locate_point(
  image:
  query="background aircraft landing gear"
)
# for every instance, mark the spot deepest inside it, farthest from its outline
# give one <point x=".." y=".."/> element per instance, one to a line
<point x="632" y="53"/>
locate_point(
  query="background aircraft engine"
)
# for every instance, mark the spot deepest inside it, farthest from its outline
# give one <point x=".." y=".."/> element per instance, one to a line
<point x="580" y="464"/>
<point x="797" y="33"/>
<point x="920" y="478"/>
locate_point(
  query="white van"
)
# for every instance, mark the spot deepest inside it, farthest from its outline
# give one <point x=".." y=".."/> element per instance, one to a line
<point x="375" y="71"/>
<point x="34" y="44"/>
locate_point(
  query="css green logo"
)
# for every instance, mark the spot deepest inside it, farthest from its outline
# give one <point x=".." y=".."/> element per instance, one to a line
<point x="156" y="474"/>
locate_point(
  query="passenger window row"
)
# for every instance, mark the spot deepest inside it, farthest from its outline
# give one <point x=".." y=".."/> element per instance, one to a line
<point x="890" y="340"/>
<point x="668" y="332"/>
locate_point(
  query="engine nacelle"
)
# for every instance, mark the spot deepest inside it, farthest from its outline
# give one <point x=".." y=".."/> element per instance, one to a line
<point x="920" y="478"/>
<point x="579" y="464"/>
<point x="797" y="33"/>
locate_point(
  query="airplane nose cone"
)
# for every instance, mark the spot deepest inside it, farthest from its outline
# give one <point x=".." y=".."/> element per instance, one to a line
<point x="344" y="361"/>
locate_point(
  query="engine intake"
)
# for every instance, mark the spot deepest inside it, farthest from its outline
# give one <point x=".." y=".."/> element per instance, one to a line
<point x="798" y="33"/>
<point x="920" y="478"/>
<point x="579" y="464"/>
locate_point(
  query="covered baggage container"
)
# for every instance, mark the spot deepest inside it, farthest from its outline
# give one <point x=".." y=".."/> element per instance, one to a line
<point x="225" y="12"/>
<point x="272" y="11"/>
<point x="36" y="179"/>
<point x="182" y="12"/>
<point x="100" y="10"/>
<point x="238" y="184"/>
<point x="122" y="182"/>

____________

- [Exercise requirements]
Exactly reproduce all of the entries.

- [Solved problem]
locate_point(
  image:
  query="background aircraft landing gear"
)
# for every instance, mark the spot deepest inside it, farthest from its outline
# give one <point x=".." y=".."/> element per instance, one to a line
<point x="632" y="53"/>
locate_point(
  query="background aircraft engine"
)
# for every instance, mark the spot deepest inside it, farthest from its outline
# give one <point x=".." y=".."/> element per instance, one to a line
<point x="580" y="464"/>
<point x="797" y="33"/>
<point x="920" y="478"/>
locate_point(
  query="white van"
)
# for every instance, mark the spot deepest inside it, farthest from its outline
# give one <point x=".." y=".."/> element per instance, one to a line
<point x="375" y="71"/>
<point x="34" y="44"/>
locate_point(
  query="css green logo"
)
# for every instance, mark the spot deepest inside it, farthest from its outline
# give one <point x=".." y=".."/> element per instance, one to a line
<point x="156" y="474"/>
locate_point(
  query="passenger window row"
)
# for every instance, mark the spot deepest inside it, farthest from its outline
# give one <point x=".." y=".."/> element per instance, one to a line
<point x="890" y="340"/>
<point x="668" y="332"/>
locate_point(
  query="engine nacelle"
)
# for every instance, mark the spot deepest inside it, farthest from its outline
# give one <point x=".." y=".."/> element per instance, one to a line
<point x="920" y="478"/>
<point x="579" y="464"/>
<point x="797" y="33"/>
locate_point(
  query="airplane nose cone"
)
# for every instance, mark the spot deepest inside it, farthest from its outline
# give one <point x=".." y=".."/> element per instance, one to a line
<point x="344" y="361"/>
locate_point(
  query="engine intake"
)
# for every instance, mark the spot deepest inside it, farthest from its outline
# give one <point x=".." y=".."/> element per instance, one to a line
<point x="798" y="33"/>
<point x="920" y="478"/>
<point x="579" y="464"/>
locate_point(
  query="covered baggage container"
)
# for every instance, mark the spot deepest inside it, farthest from its outline
# give one <point x=".." y=".."/> element per instance, one to a line
<point x="225" y="12"/>
<point x="272" y="11"/>
<point x="36" y="179"/>
<point x="182" y="12"/>
<point x="100" y="10"/>
<point x="238" y="184"/>
<point x="122" y="182"/>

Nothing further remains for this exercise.